Available data:
----------

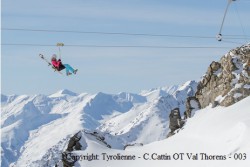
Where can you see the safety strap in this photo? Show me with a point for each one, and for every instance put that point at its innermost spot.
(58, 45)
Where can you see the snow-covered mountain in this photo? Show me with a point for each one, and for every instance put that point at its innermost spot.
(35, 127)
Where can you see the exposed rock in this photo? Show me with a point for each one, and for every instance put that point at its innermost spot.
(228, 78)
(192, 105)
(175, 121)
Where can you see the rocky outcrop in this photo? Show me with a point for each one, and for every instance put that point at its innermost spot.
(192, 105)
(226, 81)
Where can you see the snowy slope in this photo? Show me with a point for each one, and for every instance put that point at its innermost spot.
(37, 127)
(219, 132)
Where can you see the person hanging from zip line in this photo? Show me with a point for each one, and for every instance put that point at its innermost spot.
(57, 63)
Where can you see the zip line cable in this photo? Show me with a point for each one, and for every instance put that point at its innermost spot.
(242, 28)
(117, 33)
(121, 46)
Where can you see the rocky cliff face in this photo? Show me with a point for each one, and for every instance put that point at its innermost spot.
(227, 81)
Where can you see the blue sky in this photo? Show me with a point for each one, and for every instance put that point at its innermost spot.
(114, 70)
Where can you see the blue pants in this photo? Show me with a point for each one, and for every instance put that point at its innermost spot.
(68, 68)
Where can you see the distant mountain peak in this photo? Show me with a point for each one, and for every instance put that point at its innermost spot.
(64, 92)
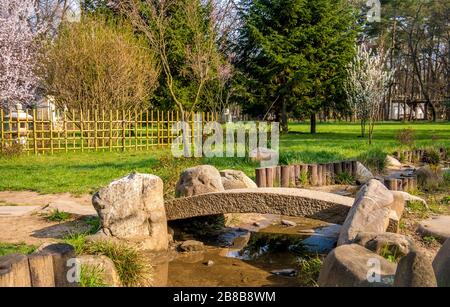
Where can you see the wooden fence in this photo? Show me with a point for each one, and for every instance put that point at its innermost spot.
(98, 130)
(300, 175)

----------

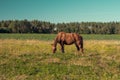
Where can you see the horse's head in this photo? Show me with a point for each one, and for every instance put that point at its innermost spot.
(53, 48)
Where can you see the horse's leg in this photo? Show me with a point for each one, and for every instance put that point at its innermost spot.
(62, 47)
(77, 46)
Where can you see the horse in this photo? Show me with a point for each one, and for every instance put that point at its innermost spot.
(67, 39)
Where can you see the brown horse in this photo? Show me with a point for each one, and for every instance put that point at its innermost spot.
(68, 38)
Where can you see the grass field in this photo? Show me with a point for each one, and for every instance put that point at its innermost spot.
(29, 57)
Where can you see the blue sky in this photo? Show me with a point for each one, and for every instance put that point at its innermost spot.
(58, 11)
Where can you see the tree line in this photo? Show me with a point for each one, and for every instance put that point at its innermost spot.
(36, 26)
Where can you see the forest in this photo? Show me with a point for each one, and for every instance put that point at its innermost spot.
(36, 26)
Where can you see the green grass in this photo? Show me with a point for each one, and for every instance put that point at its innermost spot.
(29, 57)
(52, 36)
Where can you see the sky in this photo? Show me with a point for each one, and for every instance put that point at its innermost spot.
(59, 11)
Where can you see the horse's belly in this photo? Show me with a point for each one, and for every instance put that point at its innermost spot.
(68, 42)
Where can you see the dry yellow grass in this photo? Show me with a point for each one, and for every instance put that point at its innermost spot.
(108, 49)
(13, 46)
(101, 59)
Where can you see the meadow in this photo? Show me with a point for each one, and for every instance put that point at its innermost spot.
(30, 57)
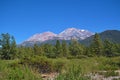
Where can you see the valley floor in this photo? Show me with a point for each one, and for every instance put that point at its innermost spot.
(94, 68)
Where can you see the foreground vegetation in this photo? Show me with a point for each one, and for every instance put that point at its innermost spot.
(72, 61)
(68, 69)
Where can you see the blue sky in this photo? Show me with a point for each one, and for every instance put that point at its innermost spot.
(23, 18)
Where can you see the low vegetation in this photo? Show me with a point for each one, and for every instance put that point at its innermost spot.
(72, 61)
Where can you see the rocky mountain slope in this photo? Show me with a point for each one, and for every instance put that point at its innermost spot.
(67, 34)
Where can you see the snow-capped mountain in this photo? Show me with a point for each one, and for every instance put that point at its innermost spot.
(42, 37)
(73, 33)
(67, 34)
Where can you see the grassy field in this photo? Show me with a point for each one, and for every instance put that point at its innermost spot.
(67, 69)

----------

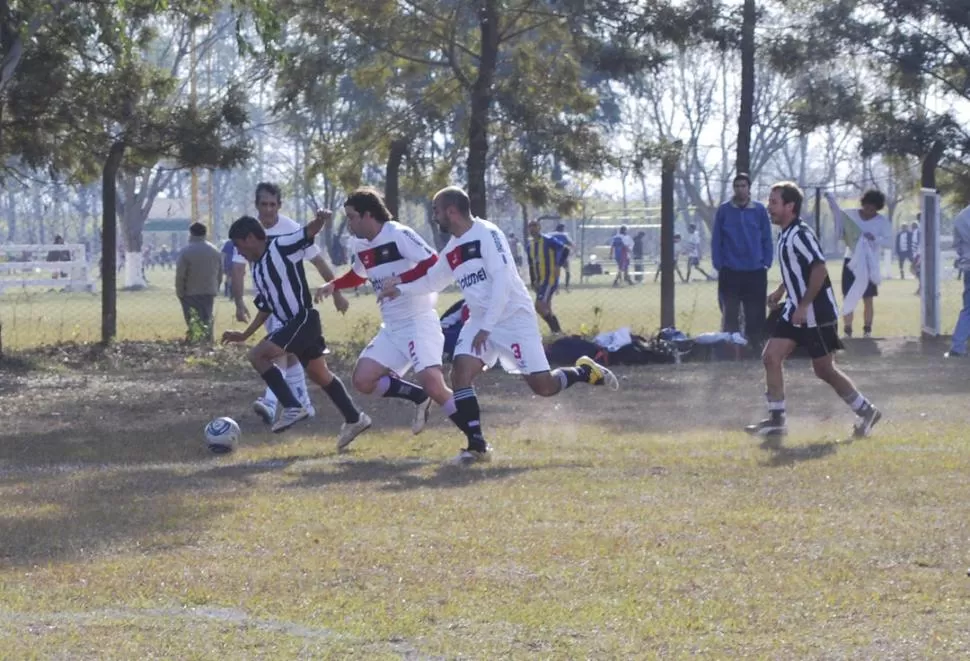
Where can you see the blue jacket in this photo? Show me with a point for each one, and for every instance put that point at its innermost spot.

----------

Task prompt: Identify every line in the material above that contains the string "slope", matching case exactly, and copy each such line in full.

Complete output:
Where can you see the snowy slope in this photo? Show me with a point for each one, and for every instance put that point at its innermost spot.
Where can you see the rocky mountain slope in this photo? Show me with a point for each one, and for every instance put that point at its innermost spot.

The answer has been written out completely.